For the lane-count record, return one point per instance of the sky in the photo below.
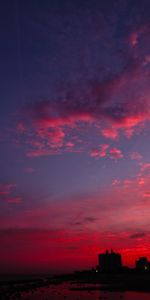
(74, 133)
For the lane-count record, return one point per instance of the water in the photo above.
(62, 291)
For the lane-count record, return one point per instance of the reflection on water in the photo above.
(63, 292)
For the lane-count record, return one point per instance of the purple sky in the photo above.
(74, 132)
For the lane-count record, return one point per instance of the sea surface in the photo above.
(72, 291)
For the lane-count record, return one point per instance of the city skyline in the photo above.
(74, 133)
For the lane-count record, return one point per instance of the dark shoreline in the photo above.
(79, 282)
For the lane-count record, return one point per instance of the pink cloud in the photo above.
(14, 200)
(115, 153)
(136, 156)
(105, 105)
(102, 152)
(110, 133)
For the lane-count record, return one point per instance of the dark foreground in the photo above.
(78, 286)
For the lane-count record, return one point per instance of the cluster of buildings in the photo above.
(111, 262)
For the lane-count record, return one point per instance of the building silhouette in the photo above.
(109, 262)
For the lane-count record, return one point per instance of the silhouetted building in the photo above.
(109, 262)
(142, 264)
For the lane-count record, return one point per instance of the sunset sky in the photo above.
(74, 133)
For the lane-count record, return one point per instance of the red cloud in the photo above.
(110, 133)
(105, 104)
(115, 153)
(136, 156)
(102, 152)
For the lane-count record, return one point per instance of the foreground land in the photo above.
(79, 281)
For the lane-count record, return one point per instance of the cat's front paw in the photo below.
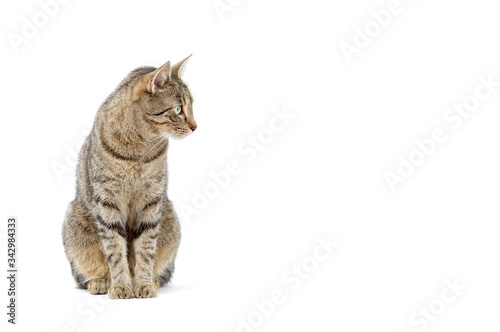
(98, 286)
(145, 291)
(120, 292)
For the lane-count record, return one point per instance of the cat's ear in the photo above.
(158, 78)
(176, 69)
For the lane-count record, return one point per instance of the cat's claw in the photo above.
(145, 291)
(97, 286)
(120, 292)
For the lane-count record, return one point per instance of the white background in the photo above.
(321, 176)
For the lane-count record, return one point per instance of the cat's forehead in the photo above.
(180, 91)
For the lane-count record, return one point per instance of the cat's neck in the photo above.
(130, 139)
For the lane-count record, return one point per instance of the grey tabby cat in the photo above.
(121, 233)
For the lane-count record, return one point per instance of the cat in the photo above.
(121, 233)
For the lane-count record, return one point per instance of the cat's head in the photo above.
(164, 102)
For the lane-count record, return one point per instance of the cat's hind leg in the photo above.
(84, 250)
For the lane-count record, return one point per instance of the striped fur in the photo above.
(121, 233)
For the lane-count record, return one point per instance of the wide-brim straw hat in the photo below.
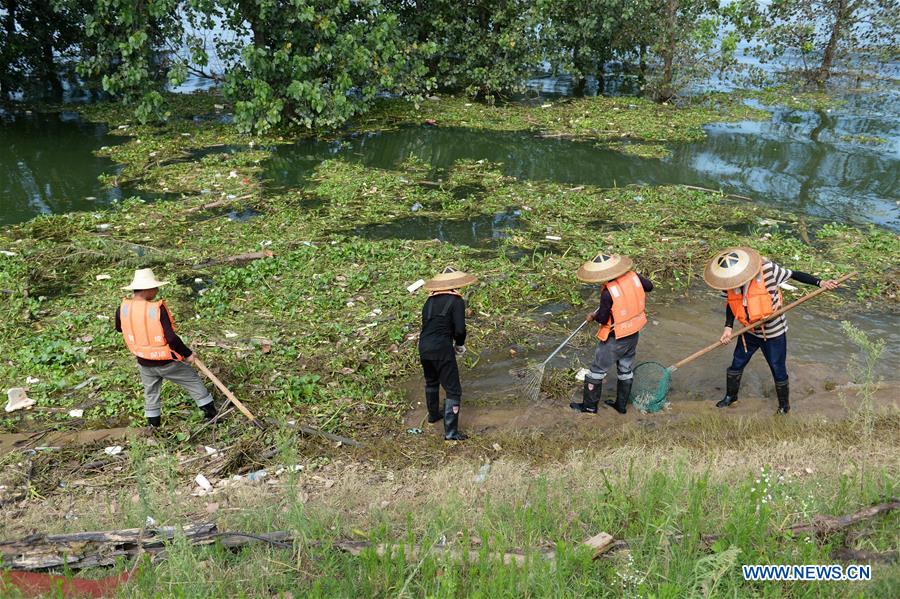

Your instructions – Locate "silhouette in the photo above." in the listing above, then print exactly the lines from that line through the final one, omitting all pictures.

Written response –
For the lane-count record, return one point per instance of the building silhouette in the photo above.
(109, 262)
For the lane-count record, return one point per instance of the silhouetted building in the photo above.
(109, 262)
(142, 264)
For the lane-count record, return one point per instance of the sunset sky in the photo above.
(74, 133)
For the lane-count record, return one point per instance of the red cloud in the photo above.
(110, 133)
(105, 104)
(115, 153)
(136, 156)
(102, 152)
For the lane-count record, return one point per instance of the foreground land in the photo above.
(79, 281)
For the lane-count record, return one point per instance of the cat's front paw in the photo below.
(98, 286)
(145, 291)
(120, 292)
For the lane-count record, return one point per instance of the cat's ear in the photo above.
(158, 78)
(176, 69)
For the lane-count record, return one point per instance of the cat's claw in the photo above.
(145, 291)
(97, 286)
(120, 292)
For the lane-count record, return one point per instance of the white background in the photo above.
(321, 176)
For the lane-count record, return one point per instance of the cat's forehead in the photo above.
(180, 91)
For the lane-count record, return one point per instance of the cat's neck in the photo above.
(130, 139)
For the lane-count record, return one point per instance of the grey tabby cat in the photo above.
(121, 233)
For the lane-count record, return one point per instance of the cat in the photo above.
(121, 233)
For the lane-count record, return one point per instance of the cat's head in the photo above.
(164, 102)
For the lane-count record, return one point per instance of the cat's hind leg in the photo above.
(84, 250)
For the lane-count record, return one point per instance of the striped fur in the photo above.
(121, 233)
For the lane-count record, return one point per instance of the wide-brim straw hat in the photo below.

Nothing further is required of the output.